* Written task *
Retype the records below character for character, from the first line through the line that contains "[817,769,885,794]". Leave the pictures out.
════════════════
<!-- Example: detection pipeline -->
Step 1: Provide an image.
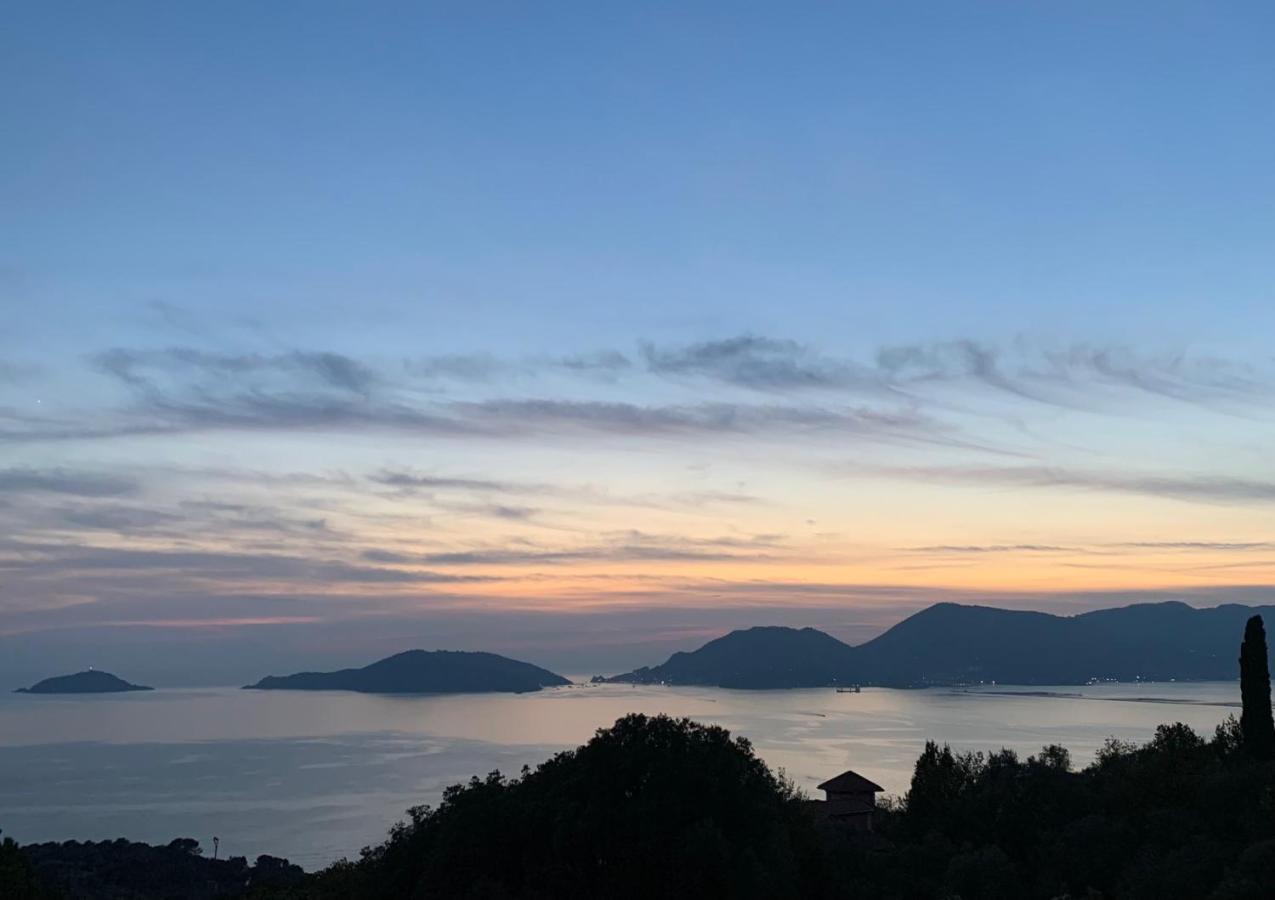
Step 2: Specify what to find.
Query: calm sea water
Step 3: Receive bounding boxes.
[0,682,1239,868]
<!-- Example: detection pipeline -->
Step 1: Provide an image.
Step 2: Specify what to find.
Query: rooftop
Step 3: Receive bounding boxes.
[817,769,885,794]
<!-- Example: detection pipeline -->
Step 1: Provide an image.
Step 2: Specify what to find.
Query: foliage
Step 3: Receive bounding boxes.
[1239,616,1275,760]
[7,715,1275,900]
[295,715,813,897]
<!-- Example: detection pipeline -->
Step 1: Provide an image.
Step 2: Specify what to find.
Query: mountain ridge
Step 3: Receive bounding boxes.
[603,600,1275,690]
[14,669,154,693]
[244,650,571,693]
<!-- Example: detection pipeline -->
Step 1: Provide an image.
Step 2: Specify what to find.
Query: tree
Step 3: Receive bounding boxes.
[1239,616,1275,760]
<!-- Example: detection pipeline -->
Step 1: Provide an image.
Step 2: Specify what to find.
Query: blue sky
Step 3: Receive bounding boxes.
[0,3,1275,679]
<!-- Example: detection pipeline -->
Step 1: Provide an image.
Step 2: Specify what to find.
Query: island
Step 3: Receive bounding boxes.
[14,669,153,693]
[603,600,1275,690]
[245,650,571,693]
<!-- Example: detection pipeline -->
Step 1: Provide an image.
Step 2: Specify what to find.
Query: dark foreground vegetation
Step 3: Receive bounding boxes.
[7,617,1275,900]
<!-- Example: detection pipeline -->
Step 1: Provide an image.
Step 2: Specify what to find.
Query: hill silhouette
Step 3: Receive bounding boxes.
[607,602,1275,688]
[15,669,153,693]
[245,650,571,693]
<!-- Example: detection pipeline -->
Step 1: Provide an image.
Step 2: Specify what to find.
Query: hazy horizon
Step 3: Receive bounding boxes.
[0,3,1275,686]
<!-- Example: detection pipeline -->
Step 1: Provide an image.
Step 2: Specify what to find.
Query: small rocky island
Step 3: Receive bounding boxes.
[245,650,571,693]
[15,669,153,693]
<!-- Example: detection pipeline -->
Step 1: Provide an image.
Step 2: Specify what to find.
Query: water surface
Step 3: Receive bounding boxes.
[0,682,1239,868]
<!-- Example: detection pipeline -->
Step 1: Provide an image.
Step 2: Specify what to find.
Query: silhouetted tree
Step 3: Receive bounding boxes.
[1239,616,1275,760]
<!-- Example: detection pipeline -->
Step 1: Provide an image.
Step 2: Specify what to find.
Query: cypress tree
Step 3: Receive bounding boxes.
[1239,616,1275,760]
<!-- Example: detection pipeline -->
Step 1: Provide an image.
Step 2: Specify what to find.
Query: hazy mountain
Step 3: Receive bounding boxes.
[17,669,152,693]
[246,650,571,693]
[611,603,1275,688]
[612,627,854,687]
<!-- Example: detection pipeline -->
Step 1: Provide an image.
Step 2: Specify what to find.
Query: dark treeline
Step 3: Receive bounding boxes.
[7,617,1275,900]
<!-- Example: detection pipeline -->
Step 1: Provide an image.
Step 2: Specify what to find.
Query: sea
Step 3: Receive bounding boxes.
[0,682,1239,869]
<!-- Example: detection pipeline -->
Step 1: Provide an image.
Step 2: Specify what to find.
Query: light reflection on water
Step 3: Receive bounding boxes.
[0,682,1239,868]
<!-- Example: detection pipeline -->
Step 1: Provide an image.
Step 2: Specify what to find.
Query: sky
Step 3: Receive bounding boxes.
[0,0,1275,686]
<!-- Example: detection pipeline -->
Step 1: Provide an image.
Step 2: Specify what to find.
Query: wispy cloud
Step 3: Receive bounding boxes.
[363,530,784,566]
[0,468,138,497]
[903,544,1075,555]
[641,334,877,391]
[856,464,1275,504]
[93,347,380,394]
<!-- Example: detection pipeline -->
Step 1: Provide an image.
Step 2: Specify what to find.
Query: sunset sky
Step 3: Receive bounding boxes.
[0,3,1275,687]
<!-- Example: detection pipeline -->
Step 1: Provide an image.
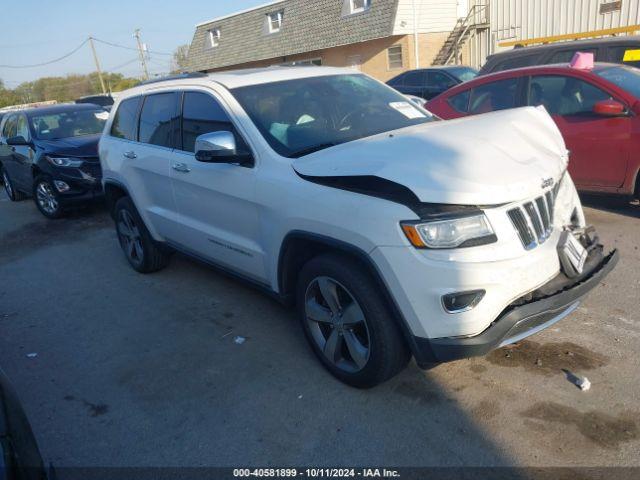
════════════════
* Response *
<!-- Example: detection pipeline -->
Step 1: Provide an image.
Step 2: Specify what to find.
Query: calm sea water
Step 3: Receive bounding boxes.
[0,682,1239,868]
<!-- Example: detection pipeline -->
Step 1: Provide an image.
Step 2: Specify what to find.
Query: rooftop
Step 3: Receive bounding boxes.
[817,769,885,794]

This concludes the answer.